> **PROBLEM SET**:
1 – Reproduce the text on Matthew's use of "fulfill" word for word, starting at "The original sense" and ending at "pass through water.".
2 – Summarize the text on Matthew's use of "fulfill" in two sentences.

(SELECTED EXTRACT)

In Matthew’s usage, “fulfill” has a fuller sense (if you’ll pardon the expression) than just the Micah 5:2//Matthew 2:5-6 predictive prophecy usage. For example, the Hosea 11//Matthew 2 usage is real fulfillment, but it’s not predictive prophecy. The Hosea passage is not a prediction of the future Messiah, but a reflection on Israel’s history: “When Israel was a child, I loved him, and out of Egypt I called My son.”
The original sense in Hosea is critical to Matthew’s meaning. Knowing that Israel is God’s son is necessary to understanding the points that Matthew is making: first, that Jesus is Israel (in a meaningful sense that Matthew will spend the whole book exploring), and second, that the land of Israel has become spiritual Egypt – a point that will be reinforced by John the Baptist when he calls the remnant out into the desert to pass through water.

(End SELECTED EXTRACT)
(DATA)

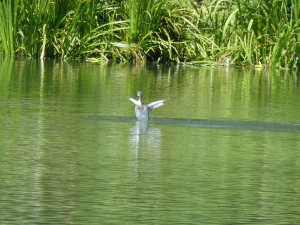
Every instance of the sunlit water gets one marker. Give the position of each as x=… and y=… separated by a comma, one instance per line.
x=224, y=150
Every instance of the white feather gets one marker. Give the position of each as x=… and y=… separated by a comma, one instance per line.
x=134, y=101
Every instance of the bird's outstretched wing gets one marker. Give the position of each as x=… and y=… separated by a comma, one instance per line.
x=133, y=100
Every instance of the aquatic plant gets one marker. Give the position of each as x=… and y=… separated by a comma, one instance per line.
x=247, y=33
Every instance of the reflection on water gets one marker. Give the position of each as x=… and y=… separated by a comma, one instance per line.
x=72, y=152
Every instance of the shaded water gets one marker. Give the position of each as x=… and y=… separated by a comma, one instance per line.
x=225, y=150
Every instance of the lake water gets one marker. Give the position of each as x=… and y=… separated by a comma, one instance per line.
x=224, y=150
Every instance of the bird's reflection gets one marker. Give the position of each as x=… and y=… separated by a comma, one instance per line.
x=146, y=144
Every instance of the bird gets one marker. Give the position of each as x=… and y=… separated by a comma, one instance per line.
x=142, y=110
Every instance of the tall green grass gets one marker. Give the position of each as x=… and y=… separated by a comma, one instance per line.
x=246, y=33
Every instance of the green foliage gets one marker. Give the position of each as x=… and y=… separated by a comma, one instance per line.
x=248, y=33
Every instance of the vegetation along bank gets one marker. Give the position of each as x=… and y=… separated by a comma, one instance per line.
x=250, y=33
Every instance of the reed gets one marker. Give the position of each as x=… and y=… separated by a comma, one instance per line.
x=247, y=33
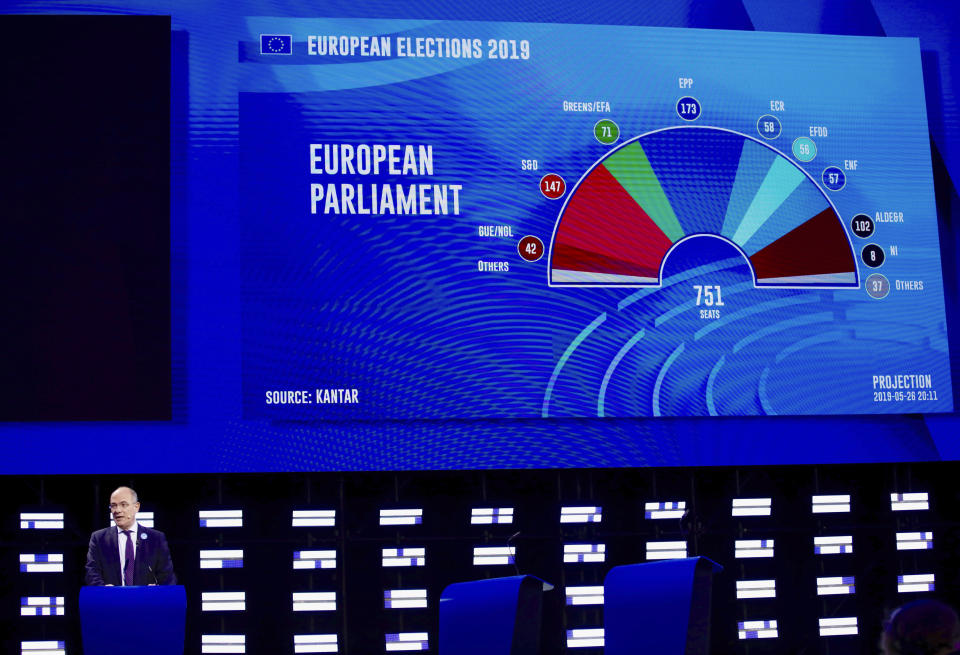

(End DATA)

> **RESPONSES FOR EACH TASK**:
1 –
The original sense in Hosea is critical to Matthew’s meaning. Knowing that Israel is God’s son is necessary to understanding the points that Matthew is making: first, that Jesus is Israel (in a meaningful sense that Matthew will spend the whole book exploring), and second, that the land of Israel has become spiritual Egypt – a point that will be reinforced by John the Baptist when he calls the remnant out into the desert to pass through water.

2 – In Matthew, "fulfill" means more than predictive prophecy: the Hosea 11 line "out of Egypt I called My son," used in Matthew 2, is real fulfillment even though it reflects on Israel's history rather than predicting the Messiah. Hosea's original sense that Israel is God's son is needed to grasp Matthew's points that Jesus is Israel and that the land of Israel has become spiritual Egypt.